ACTION ITEM: Of the entries below, return only those lines from the line with "[pin] frog's foot -- one per line" to the line with "[pin] frog's nostril -- one per line", exactly, both included.
#### DATA
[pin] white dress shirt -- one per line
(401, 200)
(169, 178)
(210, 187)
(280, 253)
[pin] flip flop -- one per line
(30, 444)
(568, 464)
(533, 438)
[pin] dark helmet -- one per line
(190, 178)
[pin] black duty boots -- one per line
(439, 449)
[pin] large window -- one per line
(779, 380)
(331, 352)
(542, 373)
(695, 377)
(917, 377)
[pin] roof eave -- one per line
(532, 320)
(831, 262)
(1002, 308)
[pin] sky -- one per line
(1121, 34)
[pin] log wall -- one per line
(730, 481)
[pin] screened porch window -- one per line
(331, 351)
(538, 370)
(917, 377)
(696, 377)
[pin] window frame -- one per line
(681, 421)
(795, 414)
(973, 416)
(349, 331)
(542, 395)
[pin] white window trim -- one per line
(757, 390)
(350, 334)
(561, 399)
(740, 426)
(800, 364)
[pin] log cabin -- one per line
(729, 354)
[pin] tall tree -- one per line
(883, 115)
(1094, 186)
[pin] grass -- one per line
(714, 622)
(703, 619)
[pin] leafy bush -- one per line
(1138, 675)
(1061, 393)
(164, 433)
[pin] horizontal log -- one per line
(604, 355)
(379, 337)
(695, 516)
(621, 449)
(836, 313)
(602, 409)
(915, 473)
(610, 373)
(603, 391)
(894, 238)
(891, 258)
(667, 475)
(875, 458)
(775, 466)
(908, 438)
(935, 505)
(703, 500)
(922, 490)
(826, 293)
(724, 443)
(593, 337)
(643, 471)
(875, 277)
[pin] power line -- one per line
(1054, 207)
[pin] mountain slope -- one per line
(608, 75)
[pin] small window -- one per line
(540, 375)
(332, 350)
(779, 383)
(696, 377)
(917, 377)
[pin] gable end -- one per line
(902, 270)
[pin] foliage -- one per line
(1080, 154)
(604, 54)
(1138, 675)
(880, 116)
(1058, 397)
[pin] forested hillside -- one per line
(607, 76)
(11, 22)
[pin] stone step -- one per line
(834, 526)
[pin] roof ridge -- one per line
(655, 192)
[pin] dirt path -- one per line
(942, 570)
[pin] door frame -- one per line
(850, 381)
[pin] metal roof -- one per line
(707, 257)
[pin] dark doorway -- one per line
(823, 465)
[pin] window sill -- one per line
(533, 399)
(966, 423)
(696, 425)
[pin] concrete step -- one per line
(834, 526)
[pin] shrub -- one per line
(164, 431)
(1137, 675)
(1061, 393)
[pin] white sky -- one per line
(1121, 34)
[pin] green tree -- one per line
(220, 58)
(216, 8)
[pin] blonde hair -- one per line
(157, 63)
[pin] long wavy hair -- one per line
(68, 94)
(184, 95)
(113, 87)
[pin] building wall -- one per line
########
#### DATA
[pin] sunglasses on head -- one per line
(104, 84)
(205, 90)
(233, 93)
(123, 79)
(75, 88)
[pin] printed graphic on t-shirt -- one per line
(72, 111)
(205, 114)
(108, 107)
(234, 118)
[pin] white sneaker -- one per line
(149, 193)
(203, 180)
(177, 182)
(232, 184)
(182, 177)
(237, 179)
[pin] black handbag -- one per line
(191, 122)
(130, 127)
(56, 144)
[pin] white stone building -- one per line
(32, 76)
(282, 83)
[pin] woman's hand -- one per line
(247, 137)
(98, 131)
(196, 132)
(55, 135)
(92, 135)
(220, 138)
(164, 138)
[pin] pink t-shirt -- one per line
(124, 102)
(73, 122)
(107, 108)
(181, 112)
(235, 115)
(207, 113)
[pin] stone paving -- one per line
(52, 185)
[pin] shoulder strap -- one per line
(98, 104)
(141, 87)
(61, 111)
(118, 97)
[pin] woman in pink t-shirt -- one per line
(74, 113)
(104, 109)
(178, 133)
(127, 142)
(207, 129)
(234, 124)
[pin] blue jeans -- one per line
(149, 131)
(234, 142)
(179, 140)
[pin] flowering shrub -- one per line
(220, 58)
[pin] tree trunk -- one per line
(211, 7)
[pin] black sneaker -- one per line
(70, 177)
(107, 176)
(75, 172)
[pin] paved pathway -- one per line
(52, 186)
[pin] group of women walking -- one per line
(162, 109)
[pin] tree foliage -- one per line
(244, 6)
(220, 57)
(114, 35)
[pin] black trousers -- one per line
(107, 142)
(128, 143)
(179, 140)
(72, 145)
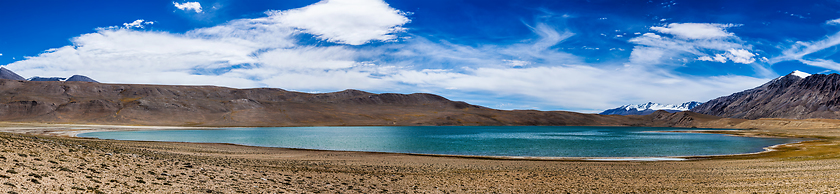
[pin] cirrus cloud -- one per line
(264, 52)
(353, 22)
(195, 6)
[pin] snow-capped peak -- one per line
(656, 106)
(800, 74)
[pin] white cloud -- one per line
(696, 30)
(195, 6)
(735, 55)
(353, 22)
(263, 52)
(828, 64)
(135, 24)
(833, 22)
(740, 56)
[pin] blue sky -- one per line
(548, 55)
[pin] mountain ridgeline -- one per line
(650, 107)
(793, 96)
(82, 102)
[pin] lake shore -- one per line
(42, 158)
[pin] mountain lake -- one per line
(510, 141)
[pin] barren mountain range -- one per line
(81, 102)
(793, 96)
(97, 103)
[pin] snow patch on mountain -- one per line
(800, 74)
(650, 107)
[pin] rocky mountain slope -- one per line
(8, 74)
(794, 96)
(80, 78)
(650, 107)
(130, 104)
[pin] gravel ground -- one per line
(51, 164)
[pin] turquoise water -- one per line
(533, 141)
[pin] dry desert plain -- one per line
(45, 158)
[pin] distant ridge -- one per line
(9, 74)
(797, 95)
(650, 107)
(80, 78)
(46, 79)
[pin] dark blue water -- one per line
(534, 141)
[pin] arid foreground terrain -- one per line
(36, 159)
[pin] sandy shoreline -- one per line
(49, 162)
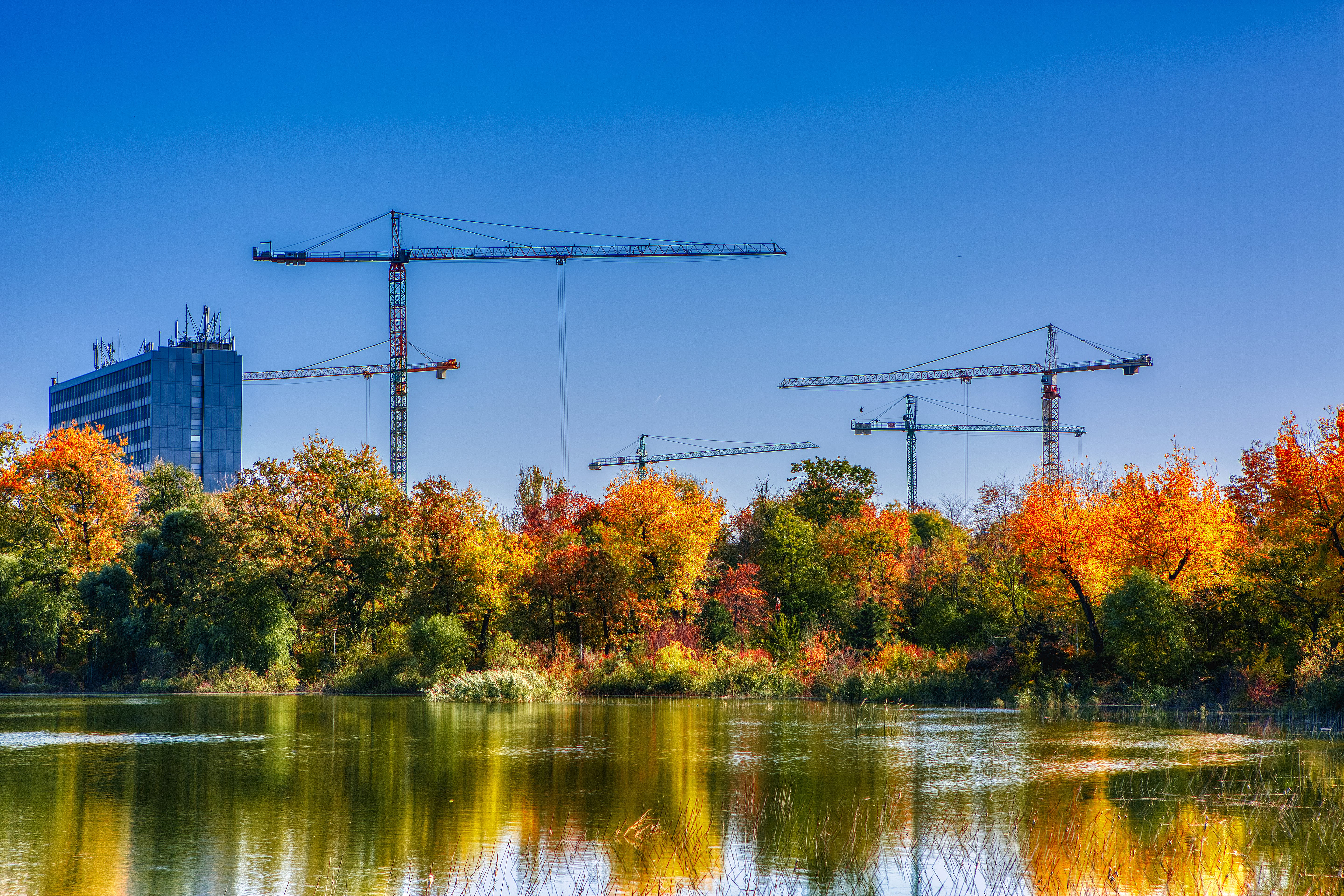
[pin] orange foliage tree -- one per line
########
#### DATA
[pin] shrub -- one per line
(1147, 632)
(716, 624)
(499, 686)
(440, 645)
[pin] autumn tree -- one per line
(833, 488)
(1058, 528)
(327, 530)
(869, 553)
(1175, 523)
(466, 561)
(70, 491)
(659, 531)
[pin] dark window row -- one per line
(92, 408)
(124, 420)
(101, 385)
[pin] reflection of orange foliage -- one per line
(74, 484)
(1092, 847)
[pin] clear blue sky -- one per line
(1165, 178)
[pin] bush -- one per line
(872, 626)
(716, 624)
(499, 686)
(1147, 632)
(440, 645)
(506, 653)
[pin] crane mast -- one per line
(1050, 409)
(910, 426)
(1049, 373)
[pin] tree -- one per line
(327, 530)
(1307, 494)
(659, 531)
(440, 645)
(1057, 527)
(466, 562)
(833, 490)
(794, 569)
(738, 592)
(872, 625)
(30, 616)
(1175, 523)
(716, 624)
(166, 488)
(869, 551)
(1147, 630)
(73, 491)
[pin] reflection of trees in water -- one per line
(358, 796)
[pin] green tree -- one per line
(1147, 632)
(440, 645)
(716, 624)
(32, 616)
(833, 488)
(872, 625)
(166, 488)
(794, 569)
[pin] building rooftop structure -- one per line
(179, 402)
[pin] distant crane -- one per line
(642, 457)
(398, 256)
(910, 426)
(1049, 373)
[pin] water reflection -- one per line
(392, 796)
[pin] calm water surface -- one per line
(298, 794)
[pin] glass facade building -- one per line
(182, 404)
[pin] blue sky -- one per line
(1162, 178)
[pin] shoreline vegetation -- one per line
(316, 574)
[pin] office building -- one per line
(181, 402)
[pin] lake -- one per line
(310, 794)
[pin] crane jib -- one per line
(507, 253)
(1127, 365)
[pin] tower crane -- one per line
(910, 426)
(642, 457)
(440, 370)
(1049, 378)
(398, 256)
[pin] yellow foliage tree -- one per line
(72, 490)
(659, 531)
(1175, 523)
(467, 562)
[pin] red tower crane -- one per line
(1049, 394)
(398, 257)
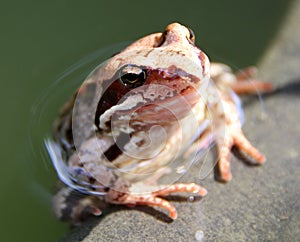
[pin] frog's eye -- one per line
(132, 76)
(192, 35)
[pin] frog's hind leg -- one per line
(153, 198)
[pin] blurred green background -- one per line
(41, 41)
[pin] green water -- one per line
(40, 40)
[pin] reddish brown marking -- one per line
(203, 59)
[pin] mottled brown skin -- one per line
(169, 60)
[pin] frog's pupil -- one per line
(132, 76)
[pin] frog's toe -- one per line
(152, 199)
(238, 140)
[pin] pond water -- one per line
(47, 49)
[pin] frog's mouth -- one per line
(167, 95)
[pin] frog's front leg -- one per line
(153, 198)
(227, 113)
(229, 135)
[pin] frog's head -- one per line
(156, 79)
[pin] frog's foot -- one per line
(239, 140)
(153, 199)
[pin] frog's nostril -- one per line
########
RESPONSE TO THE TASK:
[pin] frog's foot -- one per line
(239, 140)
(153, 199)
[pin] frog's nostril -- one per line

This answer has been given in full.